* Set task 1 *
In the driverless-car thread, how many miles west of Detroit is Ann Arbor?
* Set task 2 *
Copy out the entries word for word, from their start through the line containing "170 223 L 107".

╭─ Document passage

# Driverless-Car Hub Michigan’s New Motor City: Ann Arbor



## Jeff Black (Jul 6, 2017)

ANN ARBOR, Mich. - As the world looks ahead to a future of interconnected, self-driving cars, this college town 40 miles west of Detroit has emerged as a one-of-a-kind, living laboratory for the technologies that will pave the way.

https://www.nytimes.com/2017/07/09/...-region&region=bottom-well&WT.nav=bottom-well


----------



## Maven (Feb 9, 2017)

After a few months of reality, the question for Ann Arbor will be do the costs associated with allowing SDCs outweigh the "amazing" benefits glowingly publicized by Uber. Other cities have found Uber's rosy promises had little validity or never manifested.


----------



## Jeff Black (Jul 6, 2017)

╰─
╭─ Records shown

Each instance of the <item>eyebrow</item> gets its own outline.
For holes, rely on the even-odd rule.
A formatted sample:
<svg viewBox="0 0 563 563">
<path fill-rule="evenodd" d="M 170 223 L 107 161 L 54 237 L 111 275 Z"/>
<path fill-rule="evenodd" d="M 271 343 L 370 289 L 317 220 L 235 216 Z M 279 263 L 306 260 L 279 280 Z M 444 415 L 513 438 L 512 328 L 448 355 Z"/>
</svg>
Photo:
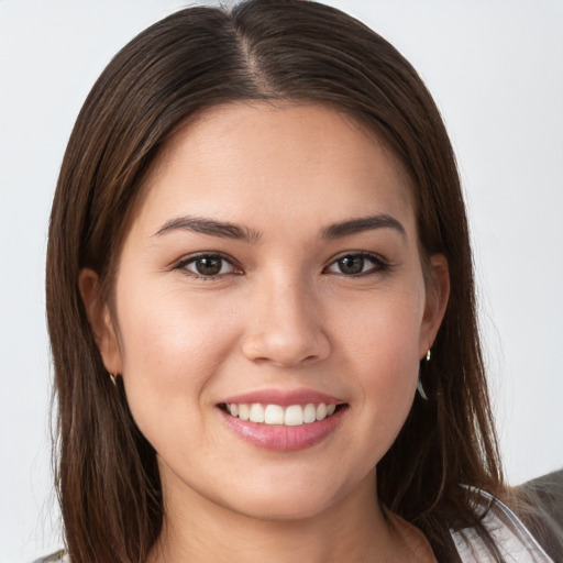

╰─

* Reply 1 *
40 miles

* Reply 2 *
Each instance of the <item>eyebrow</item> gets its own outline.
For holes, rely on the even-odd rule.
A formatted sample:
<svg viewBox="0 0 563 563">
<path fill-rule="evenodd" d="M 170 223 L 107 161 L 54 237 L 111 275 Z"/>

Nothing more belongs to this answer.